** START OF SELECTED TEXT **

The UK company said the alleged loss was the difference between the cost of producing new generation money and that of printing the old notes, which had fewer security features.

“This is mythical loss. It never actually happened,” said Douglas Denham, the firm’s commercial legal director.

De La Rue, however, welcomed the Parliamentary Accounts Committee (PAC) backing of the proposed joint venture in which the government is to spend Sh655 million to acquire a 40 per cent stake in the firm.

“The long-term agreement of ten years to print currency for Central Bank of Kenya is a pre-condition. We are yet to negotiate terms of the long term agreement with CBK,” said Denham.

He reiterated that the company would divest from printing currency to security printing, including that of cheques.

“Closure of the currency printing will result to job losses,” he added.

However, De la Rue said biennial reviews embedded in its long-term contracts with CBK ensured the contracts were not far off prevailing market conditions.

** END OF SELECTED TEXT **

» **REQUIRED WORK**
- A) According to the De La Rue excerpt, how much is the government to spend, and for what size of stake in the firm?
- B) Rewrite the De La Rue excerpt between "De La Rue, however, welcomed" and "in the firm.", inclusive, changing "joint venture" to "partnership".
- C) Carry the De La Rue excerpt forward from its final sentence.

** START OF GIVEN RECORDS **

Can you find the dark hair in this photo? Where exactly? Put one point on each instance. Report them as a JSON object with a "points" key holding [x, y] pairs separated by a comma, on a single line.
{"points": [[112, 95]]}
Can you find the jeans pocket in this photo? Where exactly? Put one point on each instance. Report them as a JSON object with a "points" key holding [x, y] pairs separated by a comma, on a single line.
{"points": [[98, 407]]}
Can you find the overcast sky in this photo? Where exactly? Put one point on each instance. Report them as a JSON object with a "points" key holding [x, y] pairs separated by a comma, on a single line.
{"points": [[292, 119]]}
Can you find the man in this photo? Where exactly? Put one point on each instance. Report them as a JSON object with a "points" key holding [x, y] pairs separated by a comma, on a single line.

** END OF GIVEN RECORDS **

» **ANSWERS BELOW**
- A) Sh655 million, for a 40 per cent stake.

- B)
De La Rue, however, welcomed the Parliamentary Accounts Committee (PAC) backing of the proposed partnership in which the government is to spend Sh655 million to acquire a 40 per cent stake in the firm.

- C)
“Previous long-term agreements between De La Rue and CBK have contained provisions for biannual review of banknote prices in light of prevailing market prices and technological advancements,” said Stephen Prior, the company’s area sales director Africa Prior said.

The UK security printer accused the committee of deliberately ignoring the Ruaraka factory’s contribution of Sh1.25 billion to the economy through taxes, wages and local purchases.

De La Rue said documents it had presented to the committee in May to back this were not appended in the PAC report.

De La Rue said PAC had erred by comparing pricing for new generational bank notes and that of current generational notes.

“The cost of printing two bank notes is very different. For instance, it cost Euro’s 100 to print 1,000 banknotes while it costs less to print the Kenya Shilling yet Euros have foils unlike the Shilling. The composition of the notes makes the price difference,” Mr Denham added.

The officials said there was no loss arising from the cancellation of the tender to supply 1.71 billion banknotes from Malta because the Central Bank of Kenya would have paid more for shipment, security and storage of the consignment.